§ Exercise: Give the material below as a Markdown table with two columns, Row and Line, one line per row and blank lines left out. Leave the pictures out of the table.
⟨
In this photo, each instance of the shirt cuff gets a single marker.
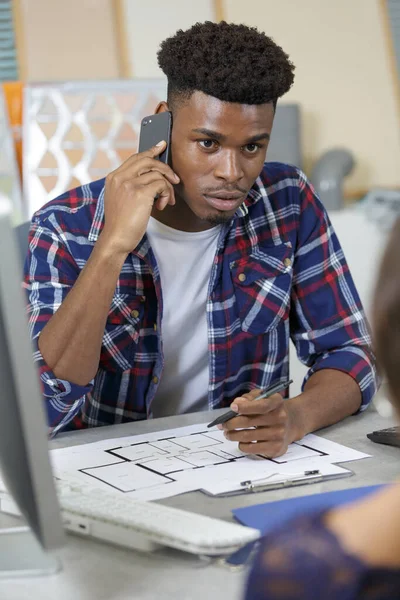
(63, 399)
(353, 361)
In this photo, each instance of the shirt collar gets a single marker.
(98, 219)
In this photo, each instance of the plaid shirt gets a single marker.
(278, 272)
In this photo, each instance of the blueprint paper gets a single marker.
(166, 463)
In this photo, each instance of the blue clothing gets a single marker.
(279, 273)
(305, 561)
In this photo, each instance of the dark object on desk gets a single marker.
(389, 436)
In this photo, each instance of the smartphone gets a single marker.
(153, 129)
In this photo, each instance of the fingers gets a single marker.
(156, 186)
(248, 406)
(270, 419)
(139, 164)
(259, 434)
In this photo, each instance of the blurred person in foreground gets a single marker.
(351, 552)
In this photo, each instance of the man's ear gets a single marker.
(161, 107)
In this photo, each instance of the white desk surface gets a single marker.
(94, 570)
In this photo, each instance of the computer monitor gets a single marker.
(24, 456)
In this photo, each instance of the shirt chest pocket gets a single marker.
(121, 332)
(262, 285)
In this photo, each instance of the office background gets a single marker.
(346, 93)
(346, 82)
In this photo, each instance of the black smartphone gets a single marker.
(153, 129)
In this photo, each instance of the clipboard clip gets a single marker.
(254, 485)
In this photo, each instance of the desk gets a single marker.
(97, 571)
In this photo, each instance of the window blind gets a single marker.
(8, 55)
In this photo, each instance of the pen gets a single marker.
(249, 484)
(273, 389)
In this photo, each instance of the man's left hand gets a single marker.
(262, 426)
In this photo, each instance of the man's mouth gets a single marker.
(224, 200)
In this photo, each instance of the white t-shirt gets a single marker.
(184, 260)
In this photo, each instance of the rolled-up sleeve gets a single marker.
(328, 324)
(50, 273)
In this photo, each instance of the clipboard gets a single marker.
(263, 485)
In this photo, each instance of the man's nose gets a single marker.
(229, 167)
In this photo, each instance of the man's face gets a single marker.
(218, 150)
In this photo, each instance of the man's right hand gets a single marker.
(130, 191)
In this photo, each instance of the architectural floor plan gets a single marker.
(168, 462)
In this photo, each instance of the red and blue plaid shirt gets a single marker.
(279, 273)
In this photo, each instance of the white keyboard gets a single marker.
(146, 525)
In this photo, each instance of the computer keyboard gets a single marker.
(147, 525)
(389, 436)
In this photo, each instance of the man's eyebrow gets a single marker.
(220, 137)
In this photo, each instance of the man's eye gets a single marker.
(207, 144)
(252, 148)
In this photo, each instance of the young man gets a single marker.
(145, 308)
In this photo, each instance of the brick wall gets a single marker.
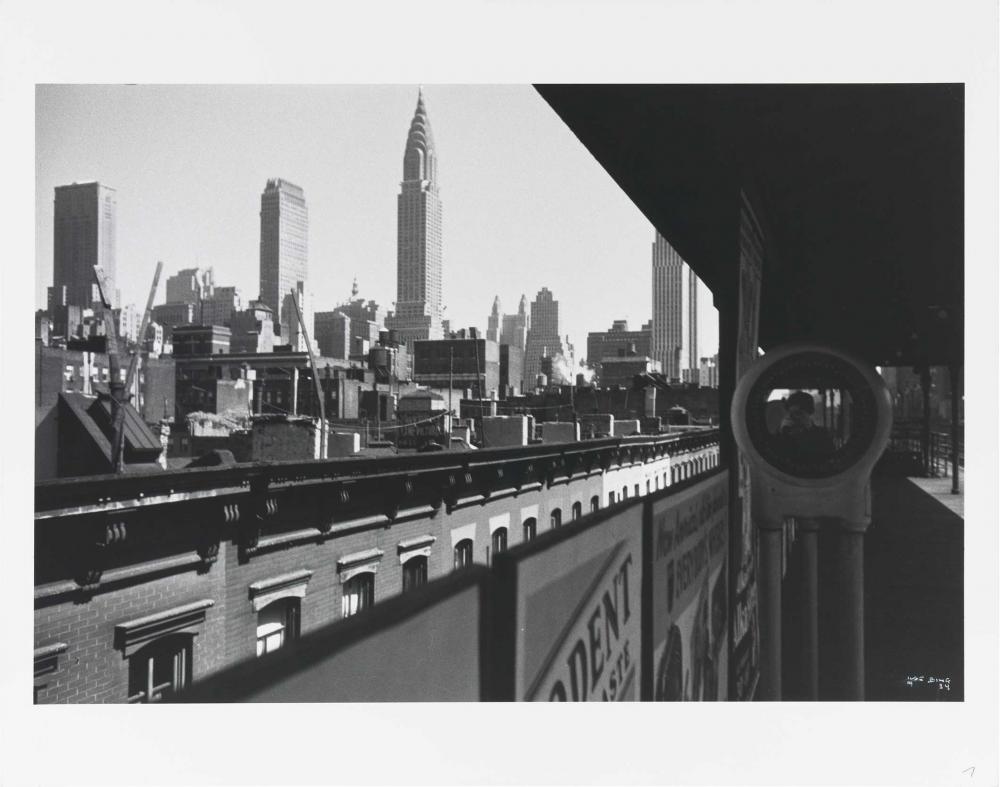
⟩
§ Correct answer:
| Row | Line |
|---|---|
| 1 | In this photo, each instance of the shirt cuff gets a single marker. |
| 2 | (63, 399) |
| 3 | (353, 361) |
| 4 | In this photo, each instance of the shirt collar gets a single marker. |
| 5 | (98, 219) |
| 6 | In this photo, each instance of the plaid shirt gets a single marker. |
| 7 | (278, 272) |
| 8 | In this photo, each instance of the blueprint paper gets a single marker. |
| 9 | (166, 463) |
| 10 | In this photo, each instance of the blue clothing gets a single marker. |
| 11 | (279, 273) |
| 12 | (305, 561) |
| 13 | In this photo, each instance of the dark object on desk gets a single marker. |
| 14 | (389, 436) |
| 15 | In this photo, each instance of the smartphone gets a single marker. |
| 16 | (153, 129) |
| 17 | In this photo, each instance of the fingers gets a single marker. |
| 18 | (156, 186) |
| 19 | (248, 406) |
| 20 | (270, 419) |
| 21 | (139, 164) |
| 22 | (259, 434) |
| 23 | In this photo, each instance of the blurred person in foreground gets a single marker. |
| 24 | (351, 552) |
| 25 | In this photo, each instance of the man's ear gets a single marker. |
| 26 | (161, 107) |
| 27 | In this photo, each instance of the white desk surface gets a single marker. |
| 28 | (94, 570) |
| 29 | In this photo, each instance of the computer monitor gets a single marker. |
| 30 | (24, 456) |
| 31 | In this photo, each instance of the shirt chest pocket gets a single marker. |
| 32 | (121, 332) |
| 33 | (262, 285) |
| 34 | In this photo, each instance of the office background gets a single marker. |
| 35 | (346, 93) |
| 36 | (346, 82) |
| 37 | In this photo, each instance of the black smartphone gets a single marker. |
| 38 | (153, 129) |
| 39 | In this photo, each instance of the clipboard clip gets a single marker. |
| 40 | (254, 485) |
| 41 | In this photo, each instance of the desk gets a single marker. |
| 42 | (97, 571) |
| 43 | In this photo, each instance of the window blind gets a single marker. |
| 44 | (8, 55) |
| 45 | In this photo, each instance of the pen gets a single marker. |
| 46 | (249, 484) |
| 47 | (273, 389) |
| 48 | In this photo, each instance of the man's left hand gets a single marker. |
| 49 | (262, 426) |
| 50 | In this photo, each instance of the man's mouth gets a single marker. |
| 51 | (224, 200) |
| 52 | In this photo, each instance of the white t-shirt gets a single marker. |
| 53 | (184, 260) |
| 54 | In this photo, each instance of the rolled-up sleeve gets a single marker. |
| 55 | (328, 324) |
| 56 | (50, 273) |
| 57 | In this photo, each instance of the clipboard gets a single marker. |
| 58 | (263, 485) |
| 59 | In this photo, each instance of the man's nose gets a single marker. |
| 60 | (229, 167) |
| 61 | In this photo, each instance of the man's face gets a single marker. |
| 62 | (218, 150) |
| 63 | In this photo, each instance of the man's right hand gets a single marker. |
| 64 | (130, 191) |
| 65 | In this photo, each instance of the architectural floor plan gets a single marker. |
| 66 | (168, 462) |
| 67 | In this photo, each instance of the red and blue plaid shirt gets a single marker. |
| 68 | (279, 273) |
| 69 | In this photo, each instance of the white keyboard gets a single marker. |
| 70 | (146, 525) |
| 71 | In this photo, each instance of the computer keyboard gets a single marker. |
| 72 | (147, 525) |
| 73 | (389, 436) |
| 74 | In this photo, each instance of the man's eyebrow gets a single marker. |
| 75 | (220, 137) |
| 76 | In this photo, each instance of the man's eye gets a single marker. |
| 77 | (207, 144) |
| 78 | (252, 148) |
| 79 | In this photo, each instance of the young man gets a single marker. |
| 80 | (145, 308) |
| 81 | In this photo, each instance of the brick wall gets a single marker. |